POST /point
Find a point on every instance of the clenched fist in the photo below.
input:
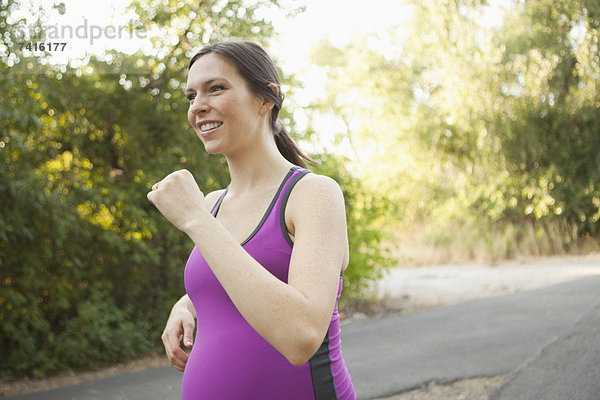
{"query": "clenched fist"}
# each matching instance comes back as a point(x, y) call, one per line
point(179, 199)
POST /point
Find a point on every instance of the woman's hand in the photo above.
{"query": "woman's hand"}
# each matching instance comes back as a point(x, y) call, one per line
point(180, 323)
point(179, 199)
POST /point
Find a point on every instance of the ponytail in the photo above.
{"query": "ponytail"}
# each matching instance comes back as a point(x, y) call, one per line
point(288, 148)
point(258, 70)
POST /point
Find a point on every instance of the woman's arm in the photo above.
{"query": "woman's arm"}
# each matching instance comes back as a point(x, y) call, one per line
point(181, 321)
point(293, 316)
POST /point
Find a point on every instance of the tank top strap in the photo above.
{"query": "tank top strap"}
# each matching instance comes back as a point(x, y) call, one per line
point(283, 199)
point(218, 203)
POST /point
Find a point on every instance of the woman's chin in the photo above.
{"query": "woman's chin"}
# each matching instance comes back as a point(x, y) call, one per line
point(211, 148)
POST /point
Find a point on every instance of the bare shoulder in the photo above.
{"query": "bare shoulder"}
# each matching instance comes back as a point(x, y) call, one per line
point(314, 193)
point(212, 197)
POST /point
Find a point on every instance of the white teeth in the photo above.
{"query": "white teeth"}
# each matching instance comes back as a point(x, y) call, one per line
point(209, 126)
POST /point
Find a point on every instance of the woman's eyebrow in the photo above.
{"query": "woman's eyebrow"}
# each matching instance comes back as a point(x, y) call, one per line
point(205, 83)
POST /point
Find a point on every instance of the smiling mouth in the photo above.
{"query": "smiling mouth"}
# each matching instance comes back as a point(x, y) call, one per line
point(205, 127)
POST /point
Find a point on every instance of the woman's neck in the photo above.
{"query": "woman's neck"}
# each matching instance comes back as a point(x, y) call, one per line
point(261, 167)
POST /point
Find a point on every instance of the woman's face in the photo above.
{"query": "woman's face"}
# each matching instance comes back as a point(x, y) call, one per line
point(223, 112)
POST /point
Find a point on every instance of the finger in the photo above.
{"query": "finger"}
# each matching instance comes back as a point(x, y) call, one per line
point(150, 196)
point(179, 359)
point(188, 331)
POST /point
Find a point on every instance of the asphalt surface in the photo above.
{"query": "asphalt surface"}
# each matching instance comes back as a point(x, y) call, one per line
point(547, 340)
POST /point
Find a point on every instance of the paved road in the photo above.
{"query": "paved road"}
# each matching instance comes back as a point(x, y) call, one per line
point(546, 339)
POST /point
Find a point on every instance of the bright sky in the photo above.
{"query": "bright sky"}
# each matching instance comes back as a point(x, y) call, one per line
point(337, 20)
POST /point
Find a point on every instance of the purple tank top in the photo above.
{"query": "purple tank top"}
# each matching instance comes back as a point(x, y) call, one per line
point(230, 360)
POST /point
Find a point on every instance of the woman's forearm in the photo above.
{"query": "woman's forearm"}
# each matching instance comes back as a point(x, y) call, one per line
point(277, 311)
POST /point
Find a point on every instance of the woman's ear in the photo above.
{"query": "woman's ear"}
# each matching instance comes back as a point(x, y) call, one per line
point(268, 103)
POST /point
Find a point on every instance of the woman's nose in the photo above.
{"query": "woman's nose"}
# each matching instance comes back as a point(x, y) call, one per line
point(200, 105)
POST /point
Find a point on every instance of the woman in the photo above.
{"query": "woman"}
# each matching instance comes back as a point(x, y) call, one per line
point(264, 276)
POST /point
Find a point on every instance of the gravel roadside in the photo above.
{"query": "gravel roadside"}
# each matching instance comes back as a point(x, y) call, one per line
point(402, 290)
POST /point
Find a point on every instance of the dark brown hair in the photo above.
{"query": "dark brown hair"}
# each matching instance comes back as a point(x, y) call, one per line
point(258, 70)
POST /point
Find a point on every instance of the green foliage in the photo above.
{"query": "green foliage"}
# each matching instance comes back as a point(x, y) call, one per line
point(474, 129)
point(365, 211)
point(88, 269)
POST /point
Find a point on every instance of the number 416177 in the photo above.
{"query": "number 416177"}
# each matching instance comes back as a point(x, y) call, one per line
point(41, 46)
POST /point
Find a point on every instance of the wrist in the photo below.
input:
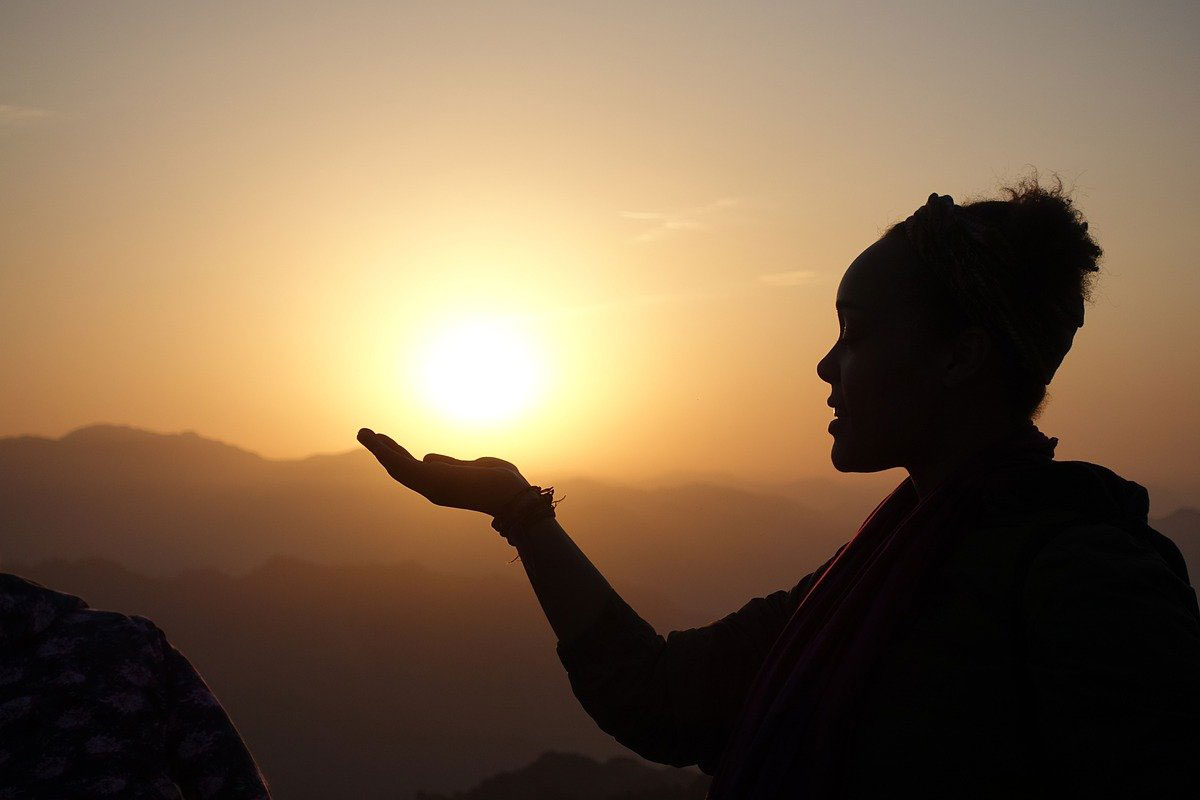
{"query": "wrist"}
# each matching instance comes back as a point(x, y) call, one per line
point(528, 506)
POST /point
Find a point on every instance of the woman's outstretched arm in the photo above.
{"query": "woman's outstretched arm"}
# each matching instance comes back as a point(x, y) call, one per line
point(571, 590)
point(672, 699)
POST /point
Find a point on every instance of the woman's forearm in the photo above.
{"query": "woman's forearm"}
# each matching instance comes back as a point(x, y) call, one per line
point(568, 585)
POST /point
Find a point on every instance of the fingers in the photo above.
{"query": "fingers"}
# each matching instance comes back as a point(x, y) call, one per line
point(394, 458)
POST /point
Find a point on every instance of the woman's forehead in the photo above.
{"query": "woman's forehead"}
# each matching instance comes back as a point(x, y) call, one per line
point(880, 281)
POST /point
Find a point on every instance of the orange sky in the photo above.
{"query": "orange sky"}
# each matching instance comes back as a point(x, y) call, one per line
point(251, 220)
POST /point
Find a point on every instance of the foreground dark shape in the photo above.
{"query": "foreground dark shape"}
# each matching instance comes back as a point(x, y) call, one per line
point(97, 704)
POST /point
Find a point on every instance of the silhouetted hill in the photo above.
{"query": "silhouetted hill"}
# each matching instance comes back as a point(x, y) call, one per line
point(570, 776)
point(364, 681)
point(160, 503)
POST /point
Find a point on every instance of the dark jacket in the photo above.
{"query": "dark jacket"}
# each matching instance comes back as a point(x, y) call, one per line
point(1055, 653)
point(97, 704)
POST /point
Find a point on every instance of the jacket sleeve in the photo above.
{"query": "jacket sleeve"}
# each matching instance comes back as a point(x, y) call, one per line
point(673, 699)
point(207, 757)
point(1114, 656)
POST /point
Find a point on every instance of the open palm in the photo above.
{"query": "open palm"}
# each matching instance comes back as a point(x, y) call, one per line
point(485, 483)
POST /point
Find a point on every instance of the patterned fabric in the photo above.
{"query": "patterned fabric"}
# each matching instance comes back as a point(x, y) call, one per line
point(97, 704)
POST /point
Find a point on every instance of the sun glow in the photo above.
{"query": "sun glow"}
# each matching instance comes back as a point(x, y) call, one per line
point(483, 371)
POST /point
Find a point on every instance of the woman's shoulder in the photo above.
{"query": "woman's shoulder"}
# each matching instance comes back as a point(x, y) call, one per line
point(55, 624)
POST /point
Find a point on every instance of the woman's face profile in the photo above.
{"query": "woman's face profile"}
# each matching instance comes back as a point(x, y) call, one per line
point(883, 371)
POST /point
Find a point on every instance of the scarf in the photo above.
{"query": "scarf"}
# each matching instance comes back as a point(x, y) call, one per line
point(793, 729)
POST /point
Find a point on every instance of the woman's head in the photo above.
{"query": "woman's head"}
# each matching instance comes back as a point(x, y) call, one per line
point(957, 316)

### Requirement
In repeating the entries, exclude the pictures and alter nothing else.

### Task response
POST /point
Find a point on every instance of the clenched fist in the photo below.
input:
{"query": "clenched fist"}
# each matching instance comes back as a point(x, y) call, one per line
point(179, 199)
POST /point
Find a point on every instance of the woman's hand in the photo above.
{"query": "woman's hand"}
# each matching instance comes back as a point(x, y) call, one per line
point(180, 323)
point(179, 199)
POST /point
Find a point on every instance of the ponytail in the photo above.
{"query": "ponytail"}
# each matching instance comes back as a point(x, y) call, one per line
point(288, 148)
point(258, 70)
POST /point
Find a point on every instance of the woman's arm in the photo above.
{"query": "woman's arm"}
# each matching instance comes back as a point(x, y) call, one per line
point(181, 321)
point(293, 316)
POST /point
Find a point on every instance of the tank top strap in the photo above.
{"query": "tank top strap"}
# each matching instance comes back as a point(x, y) call, one per line
point(283, 199)
point(218, 203)
POST /point
Find a point on every instance of the woman's chin in the photo above.
{"query": "woman's chin"}
# each matching instance comes back as a point(x, y) call, one per line
point(211, 148)
POST /point
Find a point on every instance of the bare shoulder in the photo above.
{"query": "bare shoulder"}
# each matching instance comes back as a point(x, y) call, one per line
point(314, 193)
point(212, 197)
POST /point
Find a point on every instance of the white teeth in the photo above.
{"query": "white teeth"}
# each matching instance comes back as a point(x, y) call, one per line
point(209, 126)
POST /point
Find a point on every instance of the woman's eyebrow in the photo above.
{"query": "woman's eyebrow"}
# each matching instance comes back as a point(x, y) call, one per line
point(205, 83)
POST /point
Find a point on every instance of the smiling mouth in the photo above.
{"query": "smiling mouth"}
# each matching instance comes back as a point(x, y) call, one per line
point(205, 127)
POST /point
Find a point on every instance of the woman's neck in the photo above.
{"query": "woman's neck"}
# each matching instance comes back as a point(x, y) call, one per line
point(261, 167)
POST /point
Find a point on every instance of the woman's face in the photo above.
{"query": "woman's face"}
# each matching instance comes back as a point(x, y) call, one per line
point(223, 112)
POST /point
Find a point on every instance of the finger in the photo above.
{"query": "finger"}
# each matching instance comes back as a point(x, y) call, one per line
point(150, 196)
point(179, 359)
point(188, 331)
POST /point
Find a point on every instance of the asphalt surface in the photo above.
{"query": "asphalt surface"}
# each matching instance comes back as a point(x, y) call, one per line
point(547, 340)
POST /point
Find a point on every instance of the paved road in the photo above.
{"query": "paved road"}
# each matching instance comes back as a point(x, y) call, one per line
point(546, 339)
POST /point
Find a point on every instance of the bright sky in the photo above.
{"query": "bright sky"}
# each matching instance comes back as a point(x, y) call, one per line
point(337, 20)
POST /point
Find a point on every instance of the purple tank top in the photo above.
{"query": "purple tank top"}
# each matching instance comes back as a point(x, y) call, one per line
point(230, 360)
POST /point
Find a point on every instance of the woman's forearm in the photo above.
{"query": "woman's forearm"}
# each matching instance comes back as a point(x, y) call, one per line
point(277, 311)
POST /point
Find a point on every instance of the woman's ear in the photo above.
{"query": "woman's ear"}
# each matching instance comes back as a point(x, y) call, one per line
point(268, 103)
POST /point
Find a point on every instance of the woman's nose in the photo above.
{"query": "woman's nose"}
# each matching instance comes back as a point(x, y) call, one per line
point(200, 105)
POST /point
Find a point on every instance of the woman in the photo above.
{"query": "woman"}
# each matching instance comes back as a point(x, y) call, one per line
point(264, 276)
POST /point
Find a point on every instance of the gravel roadside in the photo above.
{"query": "gravel roadside"}
# each matching instance comes back as a point(x, y) call, one per line
point(402, 290)
POST /point
Find a point on every instance of the dark brown hair in the photo above.
{"query": "dark brown hair"}
# each matching instance comes back as a point(x, y) call, one per line
point(258, 70)
POST /point
Find a point on every instance of the green foliage in the photo above.
{"query": "green foliage"}
# each matching instance comes back as a point(x, y) call, one per line
point(474, 129)
point(365, 211)
point(88, 269)
POST /point
Find a point on every instance of the number 416177 in the photo above.
{"query": "number 416177"}
# each matching instance comes back as a point(x, y) call, one per line
point(41, 46)
POST /point
Find a point on every instance of the wrist in the photo below.
input:
{"query": "wrist"}
# each matching instance comes back as a point(x, y) call, one per line
point(528, 506)
POST /point
Find a point on every instance of the woman's outstretched arm in the photo above.
{"query": "woman's outstretched arm"}
# each matching instance comes back as a point(x, y) call, one per line
point(571, 590)
point(672, 699)
POST /point
Find a point on every instance of the woman's forearm in the photo above.
{"query": "woman's forearm"}
# each matching instance comes back as a point(x, y) call, one per line
point(568, 585)
POST /point
Find a point on every instance of the fingers in the photo above.
{"query": "fingers"}
# each matching instance comes back as a point(x, y) call, one per line
point(394, 458)
POST /point
Find a point on every instance of the woman's forehead in the photo above.
{"query": "woman's forehead"}
# each matching instance comes back as a point(x, y) call, one per line
point(880, 281)
POST /point
Find a point on every instance of the orange sky in the photo above.
{"query": "orange sky"}
# each matching instance comes back as a point(x, y) call, one per line
point(251, 220)
POST /point
Find a point on every instance of the foreground dark shape in the photo above.
{"query": "foreground dark shape"}
# each matching instance comes back as a point(x, y) call, one per line
point(97, 704)
POST /point
Find a point on every instance of the silhouetted hill in the photo above.
{"query": "silhouetted hill"}
# each matching instance comes back as a point(x, y) call, one per line
point(570, 776)
point(364, 681)
point(160, 503)
POST /point
Find a point on every instance of the dark jacket in the photo above.
{"query": "dark jacket"}
# each matching instance comes back as a point(x, y) call, one per line
point(1055, 653)
point(97, 704)
POST /point
Find a point on every instance of the jacket sleeve in the photo above.
{"query": "jacket sleeve"}
# each matching instance comes back as a point(x, y) call, one per line
point(673, 699)
point(207, 757)
point(1114, 656)
POST /point
Find a point on every instance of the open palm in the photo above.
{"query": "open palm"}
# each matching instance comes back as a point(x, y) call, one per line
point(485, 483)
POST /point
Find a point on every instance of the patterned fabric in the photo above.
{"query": "patterned fabric"}
# each matching instance comes back as a point(x, y) call, one per line
point(97, 704)
POST /point
Find a point on every instance of the sun glow in the photo above.
{"query": "sun glow"}
# each matching instance comes back as a point(x, y) call, one per line
point(483, 371)
POST /point
Find a point on every instance of the woman's shoulder in the photo above.
{"query": "woman's shoulder"}
# each matching instance comes back as a point(x, y) call, one per line
point(55, 624)
POST /point
Find a point on every instance of the woman's face profile in the photo above.
{"query": "woman's face profile"}
# each matching instance comes back as a point(x, y) call, one per line
point(883, 371)
POST /point
Find a point on every instance of the scarf in the photo above.
{"query": "scarf"}
# each matching instance comes back as a point(x, y) call, one per line
point(793, 729)
POST /point
Find a point on every instance of the woman's head in the photo above.
{"query": "woman's head"}
# each matching instance comes back as a point(x, y) call, one per line
point(957, 316)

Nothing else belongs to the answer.